▶ **SHORT TASK**:
Pick out every line in the records below that contains the word "dark", matching case exactly, and copy each such line.

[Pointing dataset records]
------------------------

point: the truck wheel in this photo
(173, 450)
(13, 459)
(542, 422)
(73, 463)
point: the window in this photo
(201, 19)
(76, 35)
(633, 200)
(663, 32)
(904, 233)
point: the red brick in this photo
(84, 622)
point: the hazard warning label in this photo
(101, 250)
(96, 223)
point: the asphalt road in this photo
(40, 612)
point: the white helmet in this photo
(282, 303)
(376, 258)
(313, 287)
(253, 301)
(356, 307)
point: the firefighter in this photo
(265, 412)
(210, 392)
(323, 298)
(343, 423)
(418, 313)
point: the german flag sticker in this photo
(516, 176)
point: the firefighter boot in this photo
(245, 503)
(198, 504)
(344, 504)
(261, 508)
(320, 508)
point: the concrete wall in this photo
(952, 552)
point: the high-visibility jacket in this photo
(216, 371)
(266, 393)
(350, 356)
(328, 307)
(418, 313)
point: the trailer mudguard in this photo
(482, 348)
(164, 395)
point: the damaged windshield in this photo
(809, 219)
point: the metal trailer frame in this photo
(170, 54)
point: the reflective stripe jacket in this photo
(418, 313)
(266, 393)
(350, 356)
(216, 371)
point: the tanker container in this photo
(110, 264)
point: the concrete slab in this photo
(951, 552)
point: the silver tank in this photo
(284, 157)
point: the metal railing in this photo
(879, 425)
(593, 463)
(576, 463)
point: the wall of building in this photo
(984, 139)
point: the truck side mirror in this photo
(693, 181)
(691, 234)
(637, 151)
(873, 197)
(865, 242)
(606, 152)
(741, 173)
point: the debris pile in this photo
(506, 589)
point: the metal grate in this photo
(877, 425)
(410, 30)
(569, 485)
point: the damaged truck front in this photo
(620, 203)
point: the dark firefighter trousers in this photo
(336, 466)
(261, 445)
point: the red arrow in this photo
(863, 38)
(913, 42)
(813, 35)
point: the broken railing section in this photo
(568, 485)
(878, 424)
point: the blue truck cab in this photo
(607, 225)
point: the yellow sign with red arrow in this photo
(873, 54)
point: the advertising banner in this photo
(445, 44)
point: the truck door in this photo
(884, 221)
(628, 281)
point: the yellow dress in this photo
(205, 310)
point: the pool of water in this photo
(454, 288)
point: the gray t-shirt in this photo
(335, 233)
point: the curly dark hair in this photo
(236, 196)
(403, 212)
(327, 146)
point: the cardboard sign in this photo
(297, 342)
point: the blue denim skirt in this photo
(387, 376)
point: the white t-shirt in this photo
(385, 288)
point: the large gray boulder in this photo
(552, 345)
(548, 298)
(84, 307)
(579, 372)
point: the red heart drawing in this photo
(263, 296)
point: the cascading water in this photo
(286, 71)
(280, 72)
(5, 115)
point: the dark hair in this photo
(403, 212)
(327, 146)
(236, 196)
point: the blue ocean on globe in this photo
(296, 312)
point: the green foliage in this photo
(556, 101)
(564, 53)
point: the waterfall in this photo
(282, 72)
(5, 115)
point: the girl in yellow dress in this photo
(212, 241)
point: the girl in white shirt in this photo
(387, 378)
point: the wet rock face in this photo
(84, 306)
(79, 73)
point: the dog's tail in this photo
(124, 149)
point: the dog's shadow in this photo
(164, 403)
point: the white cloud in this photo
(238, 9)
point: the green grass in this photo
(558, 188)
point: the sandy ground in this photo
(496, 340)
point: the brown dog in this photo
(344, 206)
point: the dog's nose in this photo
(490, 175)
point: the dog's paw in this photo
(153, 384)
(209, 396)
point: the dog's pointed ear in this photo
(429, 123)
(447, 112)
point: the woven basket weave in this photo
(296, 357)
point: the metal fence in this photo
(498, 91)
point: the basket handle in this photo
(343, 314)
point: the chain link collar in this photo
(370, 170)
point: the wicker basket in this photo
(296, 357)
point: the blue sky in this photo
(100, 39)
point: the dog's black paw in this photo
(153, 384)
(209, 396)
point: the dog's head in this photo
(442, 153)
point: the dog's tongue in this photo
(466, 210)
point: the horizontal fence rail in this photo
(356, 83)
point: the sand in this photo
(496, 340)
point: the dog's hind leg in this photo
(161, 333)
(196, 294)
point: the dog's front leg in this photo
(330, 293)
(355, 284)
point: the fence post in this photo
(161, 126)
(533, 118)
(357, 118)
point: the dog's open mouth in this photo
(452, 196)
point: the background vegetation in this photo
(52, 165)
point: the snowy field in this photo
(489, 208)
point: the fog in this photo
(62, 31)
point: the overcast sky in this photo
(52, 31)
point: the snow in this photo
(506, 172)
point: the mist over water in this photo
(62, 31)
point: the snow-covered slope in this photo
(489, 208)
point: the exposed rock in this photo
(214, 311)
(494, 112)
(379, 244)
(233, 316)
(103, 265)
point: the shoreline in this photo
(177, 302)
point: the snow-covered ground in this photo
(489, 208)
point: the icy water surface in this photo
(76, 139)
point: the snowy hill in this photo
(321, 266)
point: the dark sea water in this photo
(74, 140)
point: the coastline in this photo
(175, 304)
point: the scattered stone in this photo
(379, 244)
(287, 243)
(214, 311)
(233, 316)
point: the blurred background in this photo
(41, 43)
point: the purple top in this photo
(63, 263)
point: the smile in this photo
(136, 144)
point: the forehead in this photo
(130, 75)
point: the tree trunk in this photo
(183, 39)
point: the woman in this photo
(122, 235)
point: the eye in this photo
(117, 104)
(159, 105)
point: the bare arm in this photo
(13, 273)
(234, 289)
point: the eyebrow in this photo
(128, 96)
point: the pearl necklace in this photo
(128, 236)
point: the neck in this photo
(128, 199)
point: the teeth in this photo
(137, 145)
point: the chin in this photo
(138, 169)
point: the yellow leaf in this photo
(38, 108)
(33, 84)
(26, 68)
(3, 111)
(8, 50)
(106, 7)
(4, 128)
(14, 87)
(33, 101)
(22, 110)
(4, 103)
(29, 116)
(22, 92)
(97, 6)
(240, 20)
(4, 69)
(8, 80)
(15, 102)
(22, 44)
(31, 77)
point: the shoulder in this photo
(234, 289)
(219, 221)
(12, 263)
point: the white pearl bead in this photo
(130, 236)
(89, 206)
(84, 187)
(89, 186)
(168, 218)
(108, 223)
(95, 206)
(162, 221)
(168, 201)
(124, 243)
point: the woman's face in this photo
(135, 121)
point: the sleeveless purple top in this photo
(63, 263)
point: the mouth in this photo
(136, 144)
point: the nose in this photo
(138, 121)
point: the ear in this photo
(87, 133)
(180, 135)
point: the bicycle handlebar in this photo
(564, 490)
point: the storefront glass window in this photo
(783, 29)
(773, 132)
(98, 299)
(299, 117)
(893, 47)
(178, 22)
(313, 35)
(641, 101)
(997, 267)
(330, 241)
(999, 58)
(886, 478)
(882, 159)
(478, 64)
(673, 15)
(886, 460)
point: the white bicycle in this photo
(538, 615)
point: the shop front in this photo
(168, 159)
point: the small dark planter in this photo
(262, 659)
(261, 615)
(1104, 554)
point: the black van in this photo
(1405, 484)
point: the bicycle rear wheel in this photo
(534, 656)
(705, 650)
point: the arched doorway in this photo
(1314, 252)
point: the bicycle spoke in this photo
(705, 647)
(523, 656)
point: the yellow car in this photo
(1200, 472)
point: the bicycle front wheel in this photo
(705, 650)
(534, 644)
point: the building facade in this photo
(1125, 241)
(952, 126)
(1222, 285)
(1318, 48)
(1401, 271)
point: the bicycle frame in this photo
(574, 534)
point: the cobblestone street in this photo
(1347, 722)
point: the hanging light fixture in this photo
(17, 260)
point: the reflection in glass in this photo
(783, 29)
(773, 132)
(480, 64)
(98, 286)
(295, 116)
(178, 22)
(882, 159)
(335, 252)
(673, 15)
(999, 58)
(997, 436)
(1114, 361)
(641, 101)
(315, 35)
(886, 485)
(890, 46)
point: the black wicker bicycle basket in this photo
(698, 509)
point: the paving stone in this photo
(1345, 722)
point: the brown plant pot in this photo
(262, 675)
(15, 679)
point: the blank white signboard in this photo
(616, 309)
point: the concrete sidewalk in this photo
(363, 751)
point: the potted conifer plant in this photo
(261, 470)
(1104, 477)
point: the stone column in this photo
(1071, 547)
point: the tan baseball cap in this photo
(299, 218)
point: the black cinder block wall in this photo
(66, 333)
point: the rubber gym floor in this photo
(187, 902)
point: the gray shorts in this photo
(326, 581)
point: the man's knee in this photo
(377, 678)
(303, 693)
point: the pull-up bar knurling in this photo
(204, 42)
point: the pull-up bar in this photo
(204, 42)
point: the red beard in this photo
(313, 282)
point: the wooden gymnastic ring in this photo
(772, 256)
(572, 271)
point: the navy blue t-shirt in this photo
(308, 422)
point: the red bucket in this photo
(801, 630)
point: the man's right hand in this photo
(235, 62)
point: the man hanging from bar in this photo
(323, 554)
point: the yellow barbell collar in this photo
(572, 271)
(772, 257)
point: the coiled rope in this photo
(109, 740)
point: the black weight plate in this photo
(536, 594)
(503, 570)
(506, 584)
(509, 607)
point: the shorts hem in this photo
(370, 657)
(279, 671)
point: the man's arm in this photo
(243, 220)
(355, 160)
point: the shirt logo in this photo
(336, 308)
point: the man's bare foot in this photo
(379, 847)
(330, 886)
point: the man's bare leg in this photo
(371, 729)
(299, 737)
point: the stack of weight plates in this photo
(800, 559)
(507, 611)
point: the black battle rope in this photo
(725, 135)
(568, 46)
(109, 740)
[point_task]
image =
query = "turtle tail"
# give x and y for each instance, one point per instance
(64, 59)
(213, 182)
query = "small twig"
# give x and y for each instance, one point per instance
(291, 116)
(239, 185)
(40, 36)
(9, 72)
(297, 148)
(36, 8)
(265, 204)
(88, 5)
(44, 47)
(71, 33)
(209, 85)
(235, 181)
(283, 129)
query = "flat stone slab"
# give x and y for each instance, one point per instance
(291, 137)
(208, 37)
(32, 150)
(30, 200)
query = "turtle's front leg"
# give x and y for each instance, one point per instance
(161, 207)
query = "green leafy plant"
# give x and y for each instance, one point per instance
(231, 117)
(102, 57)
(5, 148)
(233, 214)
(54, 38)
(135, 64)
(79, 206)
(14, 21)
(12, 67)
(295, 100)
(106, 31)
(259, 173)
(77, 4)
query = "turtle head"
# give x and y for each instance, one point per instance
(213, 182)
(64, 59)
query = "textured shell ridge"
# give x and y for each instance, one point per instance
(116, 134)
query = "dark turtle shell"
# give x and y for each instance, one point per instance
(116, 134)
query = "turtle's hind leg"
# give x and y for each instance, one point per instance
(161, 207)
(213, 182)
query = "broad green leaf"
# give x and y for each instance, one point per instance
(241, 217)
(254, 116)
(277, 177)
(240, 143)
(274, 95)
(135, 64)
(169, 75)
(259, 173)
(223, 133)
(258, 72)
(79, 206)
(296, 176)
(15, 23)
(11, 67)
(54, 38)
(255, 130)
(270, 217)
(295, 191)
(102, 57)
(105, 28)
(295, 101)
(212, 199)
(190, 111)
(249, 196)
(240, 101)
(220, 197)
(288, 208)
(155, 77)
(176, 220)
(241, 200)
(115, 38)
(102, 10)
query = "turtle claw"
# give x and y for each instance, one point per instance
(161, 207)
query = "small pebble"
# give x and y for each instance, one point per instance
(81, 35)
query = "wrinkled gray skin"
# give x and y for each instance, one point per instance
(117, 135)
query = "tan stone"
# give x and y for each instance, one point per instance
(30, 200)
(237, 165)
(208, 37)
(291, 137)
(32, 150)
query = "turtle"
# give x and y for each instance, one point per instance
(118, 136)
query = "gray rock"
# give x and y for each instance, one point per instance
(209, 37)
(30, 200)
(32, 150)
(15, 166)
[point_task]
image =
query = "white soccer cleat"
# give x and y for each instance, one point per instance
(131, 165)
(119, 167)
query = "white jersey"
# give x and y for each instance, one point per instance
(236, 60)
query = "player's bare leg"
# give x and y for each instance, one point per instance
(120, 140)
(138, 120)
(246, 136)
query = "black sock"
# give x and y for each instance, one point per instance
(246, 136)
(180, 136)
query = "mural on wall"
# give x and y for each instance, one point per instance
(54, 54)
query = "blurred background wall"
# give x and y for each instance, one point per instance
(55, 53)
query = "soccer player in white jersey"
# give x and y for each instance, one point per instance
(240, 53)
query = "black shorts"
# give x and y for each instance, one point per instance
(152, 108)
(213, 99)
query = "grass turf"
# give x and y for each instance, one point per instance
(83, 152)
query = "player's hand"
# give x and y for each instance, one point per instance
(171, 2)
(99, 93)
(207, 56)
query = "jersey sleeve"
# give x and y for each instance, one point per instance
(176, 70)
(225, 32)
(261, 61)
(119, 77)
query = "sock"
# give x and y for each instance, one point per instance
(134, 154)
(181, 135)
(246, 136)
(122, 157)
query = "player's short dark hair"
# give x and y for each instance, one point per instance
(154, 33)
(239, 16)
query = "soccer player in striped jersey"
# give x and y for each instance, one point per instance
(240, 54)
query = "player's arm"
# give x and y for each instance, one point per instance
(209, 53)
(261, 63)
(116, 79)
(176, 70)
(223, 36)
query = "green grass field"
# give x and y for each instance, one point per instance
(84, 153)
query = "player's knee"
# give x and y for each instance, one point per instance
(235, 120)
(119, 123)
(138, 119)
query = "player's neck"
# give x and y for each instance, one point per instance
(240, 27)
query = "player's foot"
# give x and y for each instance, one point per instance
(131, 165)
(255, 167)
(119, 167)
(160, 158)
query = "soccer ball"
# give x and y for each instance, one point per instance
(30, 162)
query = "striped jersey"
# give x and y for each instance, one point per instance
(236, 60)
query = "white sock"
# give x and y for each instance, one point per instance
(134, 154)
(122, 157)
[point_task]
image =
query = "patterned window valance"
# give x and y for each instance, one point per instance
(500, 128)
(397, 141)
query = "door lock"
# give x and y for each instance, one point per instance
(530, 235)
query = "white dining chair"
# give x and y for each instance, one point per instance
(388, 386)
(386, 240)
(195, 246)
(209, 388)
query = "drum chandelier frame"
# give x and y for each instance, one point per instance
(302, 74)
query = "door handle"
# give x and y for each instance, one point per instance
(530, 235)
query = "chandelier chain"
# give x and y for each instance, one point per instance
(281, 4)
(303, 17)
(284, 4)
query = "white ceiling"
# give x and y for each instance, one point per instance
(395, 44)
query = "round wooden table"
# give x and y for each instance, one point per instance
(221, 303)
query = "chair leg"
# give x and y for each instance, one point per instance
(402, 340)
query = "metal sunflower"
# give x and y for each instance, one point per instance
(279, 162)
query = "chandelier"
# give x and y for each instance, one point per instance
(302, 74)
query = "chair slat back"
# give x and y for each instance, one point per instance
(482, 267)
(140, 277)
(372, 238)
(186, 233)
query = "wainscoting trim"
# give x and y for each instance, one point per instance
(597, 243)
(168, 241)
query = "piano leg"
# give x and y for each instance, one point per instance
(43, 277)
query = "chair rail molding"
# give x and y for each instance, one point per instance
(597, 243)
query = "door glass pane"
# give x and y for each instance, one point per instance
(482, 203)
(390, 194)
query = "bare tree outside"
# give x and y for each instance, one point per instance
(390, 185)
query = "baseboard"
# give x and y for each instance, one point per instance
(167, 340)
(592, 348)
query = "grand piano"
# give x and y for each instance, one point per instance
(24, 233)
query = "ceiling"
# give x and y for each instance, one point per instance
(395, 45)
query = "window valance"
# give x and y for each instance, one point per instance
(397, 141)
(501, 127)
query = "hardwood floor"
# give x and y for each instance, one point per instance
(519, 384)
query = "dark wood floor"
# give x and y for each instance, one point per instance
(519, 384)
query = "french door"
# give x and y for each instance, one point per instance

------------------------

▶ **FINISHED ANSWER**:
point: the dark firefighter trousers in this photo
point: the curly dark hair in this photo
point: the dark hair in this photo
point: the dark sea water in this photo
point: the small dark planter in this photo
query = "dark turtle shell"
query = "player's short dark hair"
query = "dark wood floor"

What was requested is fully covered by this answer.